** begin GIVEN ENTRIES **

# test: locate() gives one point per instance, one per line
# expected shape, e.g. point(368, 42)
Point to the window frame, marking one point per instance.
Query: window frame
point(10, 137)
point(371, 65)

** end GIVEN ENTRIES **

**AIM OF THE TASK**.
Put every line of these rows into a numbered list, leaving out any blank lines.

**EXERCISE ANSWER**.
1. # test: locate() gives one point per instance, one per line
2. # expected shape, e.g. point(368, 42)
3. Point to the window frame, marking one point per instance.
4. Query: window frame
5. point(10, 137)
6. point(371, 65)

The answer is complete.